(Records drawn from a dataset)

----

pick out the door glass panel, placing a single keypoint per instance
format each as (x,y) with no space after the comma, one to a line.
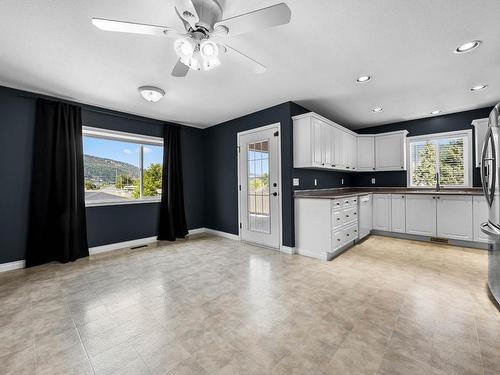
(259,219)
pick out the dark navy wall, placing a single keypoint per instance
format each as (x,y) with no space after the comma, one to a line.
(106,224)
(430,125)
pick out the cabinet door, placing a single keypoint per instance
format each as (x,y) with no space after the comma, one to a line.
(390,152)
(454,217)
(317,141)
(398,213)
(382,212)
(366,153)
(338,152)
(421,215)
(480,213)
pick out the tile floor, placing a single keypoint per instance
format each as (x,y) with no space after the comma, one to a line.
(216,306)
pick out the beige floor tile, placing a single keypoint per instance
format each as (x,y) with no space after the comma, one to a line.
(216,306)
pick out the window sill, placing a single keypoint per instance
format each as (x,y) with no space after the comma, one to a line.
(139,201)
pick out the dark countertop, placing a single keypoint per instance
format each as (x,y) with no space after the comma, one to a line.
(349,192)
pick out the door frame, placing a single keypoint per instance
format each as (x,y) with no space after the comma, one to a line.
(277,126)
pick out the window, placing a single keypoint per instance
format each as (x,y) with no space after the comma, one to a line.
(445,153)
(121,167)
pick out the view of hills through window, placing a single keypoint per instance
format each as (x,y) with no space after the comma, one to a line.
(443,156)
(112,170)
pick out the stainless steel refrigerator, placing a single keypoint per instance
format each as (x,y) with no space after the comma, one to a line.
(490,177)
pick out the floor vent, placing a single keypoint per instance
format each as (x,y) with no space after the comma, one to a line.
(438,239)
(138,247)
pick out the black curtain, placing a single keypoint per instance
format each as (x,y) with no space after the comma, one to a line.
(172,215)
(57,228)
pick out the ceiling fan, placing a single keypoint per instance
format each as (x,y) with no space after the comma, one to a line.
(203,41)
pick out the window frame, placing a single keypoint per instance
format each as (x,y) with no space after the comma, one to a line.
(468,157)
(140,140)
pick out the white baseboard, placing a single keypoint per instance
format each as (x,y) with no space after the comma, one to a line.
(121,245)
(196,231)
(222,234)
(18,264)
(287,250)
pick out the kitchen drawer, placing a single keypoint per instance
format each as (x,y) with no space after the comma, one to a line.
(337,204)
(338,218)
(350,215)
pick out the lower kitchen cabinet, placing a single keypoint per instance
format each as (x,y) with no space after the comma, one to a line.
(480,214)
(398,213)
(454,217)
(382,212)
(421,215)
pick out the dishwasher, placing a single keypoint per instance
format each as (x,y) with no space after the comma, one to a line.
(365,215)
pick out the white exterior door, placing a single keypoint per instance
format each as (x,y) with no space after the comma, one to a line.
(259,181)
(421,215)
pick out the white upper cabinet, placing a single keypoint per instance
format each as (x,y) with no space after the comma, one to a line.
(322,144)
(454,217)
(421,215)
(366,153)
(398,213)
(382,212)
(390,151)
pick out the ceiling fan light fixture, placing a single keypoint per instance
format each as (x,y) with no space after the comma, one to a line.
(363,79)
(151,94)
(478,88)
(467,47)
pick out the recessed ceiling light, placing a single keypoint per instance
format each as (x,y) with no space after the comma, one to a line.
(467,47)
(151,94)
(363,79)
(478,88)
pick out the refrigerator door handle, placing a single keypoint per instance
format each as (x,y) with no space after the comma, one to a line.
(489,190)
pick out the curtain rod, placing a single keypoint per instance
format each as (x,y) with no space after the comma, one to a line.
(91,108)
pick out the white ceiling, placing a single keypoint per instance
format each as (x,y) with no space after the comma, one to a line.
(51,47)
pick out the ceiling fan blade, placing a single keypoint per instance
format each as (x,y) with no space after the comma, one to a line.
(279,14)
(132,27)
(187,12)
(243,59)
(180,70)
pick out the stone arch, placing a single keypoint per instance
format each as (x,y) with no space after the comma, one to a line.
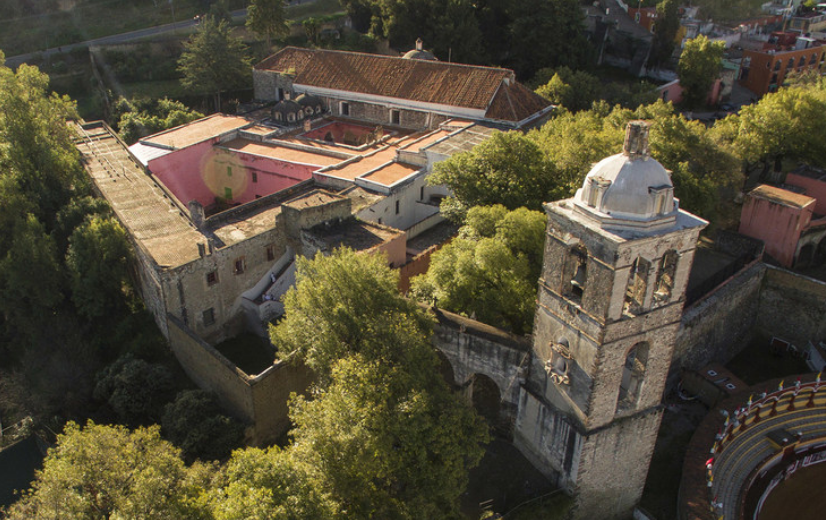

----

* _TASK PROMPT_:
Search the entries for the word "door" and copy every line that holds it.

* _SOLUTION FOR THIS TASK_:
pick out the door glass panel, placing a single keypoint per instance
pick out the cabinet door, placing a single keypoint per instance
pick out the door frame, placing a single keypoint per instance
pick out the white exterior door, placing a single keypoint per instance
pick out the refrigerator door handle, placing a single keypoint per instance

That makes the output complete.